------ DATA RECORDS ------
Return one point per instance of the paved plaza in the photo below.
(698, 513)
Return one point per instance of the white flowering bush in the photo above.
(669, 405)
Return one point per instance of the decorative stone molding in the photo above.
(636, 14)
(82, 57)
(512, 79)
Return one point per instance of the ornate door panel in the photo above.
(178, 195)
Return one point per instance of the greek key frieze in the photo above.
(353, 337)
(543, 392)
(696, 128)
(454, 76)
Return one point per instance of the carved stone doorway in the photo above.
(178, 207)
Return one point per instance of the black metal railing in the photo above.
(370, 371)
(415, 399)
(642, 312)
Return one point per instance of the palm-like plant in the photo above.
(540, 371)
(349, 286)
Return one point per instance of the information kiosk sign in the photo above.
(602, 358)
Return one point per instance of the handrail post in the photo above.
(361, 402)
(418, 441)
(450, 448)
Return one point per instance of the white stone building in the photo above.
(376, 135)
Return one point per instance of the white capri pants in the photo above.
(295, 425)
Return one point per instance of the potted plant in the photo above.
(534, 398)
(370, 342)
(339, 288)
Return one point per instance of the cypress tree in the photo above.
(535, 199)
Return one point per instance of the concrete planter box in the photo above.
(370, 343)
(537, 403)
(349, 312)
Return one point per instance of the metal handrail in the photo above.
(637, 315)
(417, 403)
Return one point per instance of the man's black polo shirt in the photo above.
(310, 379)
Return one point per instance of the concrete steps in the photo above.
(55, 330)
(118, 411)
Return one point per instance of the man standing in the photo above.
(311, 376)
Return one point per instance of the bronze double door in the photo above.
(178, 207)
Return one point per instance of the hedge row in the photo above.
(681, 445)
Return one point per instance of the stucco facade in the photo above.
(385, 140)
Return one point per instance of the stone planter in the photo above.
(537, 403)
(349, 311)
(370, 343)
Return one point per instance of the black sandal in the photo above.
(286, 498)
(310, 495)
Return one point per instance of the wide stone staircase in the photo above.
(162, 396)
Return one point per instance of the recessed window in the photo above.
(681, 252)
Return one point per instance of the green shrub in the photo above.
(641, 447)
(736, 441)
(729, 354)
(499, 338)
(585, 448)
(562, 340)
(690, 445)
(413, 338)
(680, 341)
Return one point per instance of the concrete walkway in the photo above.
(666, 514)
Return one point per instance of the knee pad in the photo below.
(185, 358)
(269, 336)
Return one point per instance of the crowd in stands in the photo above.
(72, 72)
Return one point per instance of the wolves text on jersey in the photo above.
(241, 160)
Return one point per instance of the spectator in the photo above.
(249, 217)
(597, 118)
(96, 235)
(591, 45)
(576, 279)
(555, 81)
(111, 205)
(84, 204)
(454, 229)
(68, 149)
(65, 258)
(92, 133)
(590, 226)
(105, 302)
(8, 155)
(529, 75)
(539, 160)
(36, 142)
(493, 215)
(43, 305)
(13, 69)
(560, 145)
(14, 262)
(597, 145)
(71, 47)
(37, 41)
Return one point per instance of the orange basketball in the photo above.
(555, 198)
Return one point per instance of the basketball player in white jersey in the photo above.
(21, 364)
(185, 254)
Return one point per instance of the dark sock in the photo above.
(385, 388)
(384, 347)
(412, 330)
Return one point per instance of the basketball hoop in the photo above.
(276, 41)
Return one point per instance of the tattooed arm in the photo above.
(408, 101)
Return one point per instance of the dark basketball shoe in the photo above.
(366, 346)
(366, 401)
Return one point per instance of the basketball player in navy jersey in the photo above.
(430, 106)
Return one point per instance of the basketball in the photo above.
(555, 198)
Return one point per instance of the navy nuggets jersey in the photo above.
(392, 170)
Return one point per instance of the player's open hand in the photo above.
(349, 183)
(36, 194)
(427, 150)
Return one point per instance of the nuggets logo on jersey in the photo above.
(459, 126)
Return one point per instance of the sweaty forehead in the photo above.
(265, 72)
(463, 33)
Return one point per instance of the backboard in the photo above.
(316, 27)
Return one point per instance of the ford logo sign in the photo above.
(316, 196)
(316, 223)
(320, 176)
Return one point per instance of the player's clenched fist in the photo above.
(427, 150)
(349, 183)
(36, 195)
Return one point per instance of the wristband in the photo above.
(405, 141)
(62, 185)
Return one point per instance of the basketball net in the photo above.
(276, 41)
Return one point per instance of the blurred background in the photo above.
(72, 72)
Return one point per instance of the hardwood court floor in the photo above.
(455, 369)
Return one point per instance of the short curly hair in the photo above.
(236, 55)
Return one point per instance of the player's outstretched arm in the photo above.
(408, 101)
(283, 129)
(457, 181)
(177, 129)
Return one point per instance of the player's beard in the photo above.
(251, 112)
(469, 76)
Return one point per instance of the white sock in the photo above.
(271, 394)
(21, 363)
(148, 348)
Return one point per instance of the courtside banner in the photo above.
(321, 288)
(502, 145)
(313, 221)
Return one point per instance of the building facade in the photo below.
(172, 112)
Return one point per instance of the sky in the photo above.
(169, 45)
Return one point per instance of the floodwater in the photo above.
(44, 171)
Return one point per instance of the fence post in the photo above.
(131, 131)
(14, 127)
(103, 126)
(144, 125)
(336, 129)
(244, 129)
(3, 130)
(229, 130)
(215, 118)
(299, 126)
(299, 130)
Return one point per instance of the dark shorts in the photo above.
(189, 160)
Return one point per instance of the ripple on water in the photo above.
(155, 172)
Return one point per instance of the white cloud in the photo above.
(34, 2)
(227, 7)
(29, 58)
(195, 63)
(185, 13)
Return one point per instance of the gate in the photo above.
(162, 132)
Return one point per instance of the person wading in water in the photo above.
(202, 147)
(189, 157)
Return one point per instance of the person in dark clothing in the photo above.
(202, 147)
------
**YOUR OBJECTIVE**: Word for word, repeat every entry listed above.

**ANSWER SECTION**:
Return one point per instance of the paved plaza in the photo below.
(698, 513)
Return one point per instance of the white flowering bush in the photo above.
(669, 405)
Return one point per instance of the decorative stone molding in the photo above.
(636, 14)
(82, 57)
(512, 79)
Return one point per instance of the ornate door panel in the photo above.
(178, 195)
Return one point per instance of the greek key frieze in the photo above.
(353, 337)
(543, 392)
(696, 128)
(454, 76)
Return one point per instance of the carved stone doorway in the photo above.
(178, 207)
Return one point per instance of the black metal railing in the photo above.
(370, 371)
(415, 399)
(642, 312)
Return one point per instance of the palm-like plant in the photo above.
(540, 371)
(349, 286)
Return one point per instance of the information kiosk sign in the photo above.
(602, 358)
Return one point per instance of the handrail post in the photo above.
(361, 402)
(418, 441)
(450, 448)
Return one point per instance of the white stone building in the photo above.
(376, 135)
Return one point per instance of the white capri pants in the photo above.
(295, 425)
Return one point per instance of the potted plant in the photo above.
(534, 398)
(370, 342)
(339, 288)
Return one point per instance of the cypress tree in the photo above.
(535, 199)
Return one point per instance of the concrete planter box in the photo above.
(370, 343)
(537, 403)
(349, 312)
Return one point per instance of the metal handrail in the photo above.
(637, 315)
(417, 403)
Return one point per instance of the man's black polo shirt in the photo above.
(310, 379)
Return one point per instance of the concrete steps in the photo above.
(55, 330)
(118, 411)
Return one point per instance of the man standing in the photo above.
(311, 376)
Return one point per instance of the bronze double door in the photo above.
(178, 207)
Return one point per instance of the hedge row in the photo above.
(681, 445)
Return one point per instance of the stucco facade in the photo above.
(385, 140)
Return one point per instance of the stone planter in the photo above.
(537, 403)
(349, 311)
(370, 343)
Return one point per instance of the black sandal in the photo above.
(286, 498)
(310, 495)
Return one point per instance of the wide stone staircase in the photo above.
(162, 396)
Return one point per instance of the recessed window in the photo above.
(681, 252)
Return one point per instance of the green shrub in the photo above.
(641, 447)
(736, 441)
(729, 354)
(499, 338)
(585, 448)
(562, 340)
(690, 445)
(413, 338)
(680, 341)
Return one point per instance of the concrete walkway in the photo above.
(666, 514)
Return one point per instance of the knee pad in the photo below.
(185, 358)
(269, 336)
Return one point per instance of the crowd in stands in the photo above.
(72, 72)
Return one point per instance of the wolves text on jersey in the photo above.
(241, 160)
Return one point per instance of the spectator in the photo above.
(249, 217)
(597, 118)
(96, 235)
(591, 45)
(576, 279)
(555, 81)
(111, 205)
(84, 204)
(454, 229)
(68, 149)
(65, 258)
(92, 133)
(590, 226)
(105, 302)
(8, 155)
(529, 75)
(539, 160)
(36, 142)
(493, 215)
(43, 305)
(13, 69)
(560, 145)
(14, 262)
(597, 145)
(71, 47)
(37, 41)
Return one point per instance of the orange basketball in the photo above.
(555, 198)
Return one point per instance of the basketball player in white jersey in the photo above.
(21, 364)
(185, 254)
Return one point per instance of the dark sock in the photo above.
(385, 388)
(384, 347)
(412, 330)
Return one point per instance of the basketball hoop in the photo above.
(276, 41)
Return one point per instance of the tattooed arm in the photo above.
(408, 101)
Return one point per instance of the dark basketball shoe in the photo above.
(366, 346)
(366, 401)
Return one point per instance of the basketball player in navy jersey in the photo above.
(430, 106)
Return one point per instance of the basketball in the photo above.
(555, 198)
Return one point per instance of the navy nuggets jersey in the photo above.
(392, 170)
Return one point per instance of the player's open hand in the photo above.
(349, 183)
(36, 194)
(427, 150)
Return one point per instance of the nuggets logo on jersey in the photo above.
(459, 126)
Return one point per instance of the sweaty forehead in the photo above.
(265, 72)
(463, 33)
Return one point per instance of the backboard in the photo above.
(316, 27)
Return one point per instance of the ford logo sign in the photo above.
(316, 196)
(316, 223)
(320, 176)
Return one point per instance of the player's clenched fist in the photo above.
(427, 150)
(349, 183)
(36, 195)
Return one point per instance of the wristband in the photo above.
(405, 141)
(62, 185)
Return one point per instance of the basketball net in the photo above.
(276, 41)
Return one point per instance of the blurred background in the photo above.
(72, 72)
Return one point per instance of the hardwood court floor in the photo above.
(455, 369)
Return one point per instance of the short curly hair in the photo above.
(236, 55)
Return one point per instance of the player's outstretched arm in the photo above.
(408, 101)
(283, 129)
(457, 181)
(177, 129)
Return one point per instance of the player's beard in the photo above.
(251, 112)
(469, 76)
Return one point per instance of the white sock in the photo above.
(271, 394)
(21, 363)
(148, 348)
Return one point per instance of the courtside banner in the photo above.
(321, 288)
(502, 145)
(313, 221)
Return one point per instance of the building facade in the photo below.
(172, 112)
Return one point per instance of the sky in the photo above.
(169, 45)
Return one point per instance of the floodwater in the photo above.
(44, 171)
Return one point per instance of the fence post in the photo above.
(131, 131)
(14, 127)
(103, 126)
(144, 125)
(336, 129)
(244, 129)
(3, 130)
(229, 130)
(215, 118)
(299, 126)
(299, 130)
Return one point per instance of the dark shorts in the photo above.
(189, 160)
Return one point per instance of the ripple on water in the photo above.
(155, 172)
Return one point per instance of the white cloud in the photo above.
(34, 2)
(227, 7)
(29, 58)
(195, 63)
(185, 13)
Return one point per instance of the gate in the photo above.
(162, 132)
Return one point per instance of the person wading in water in the photo above.
(202, 147)
(189, 157)
Return one point per instance of the person in dark clothing in the photo above.
(202, 147)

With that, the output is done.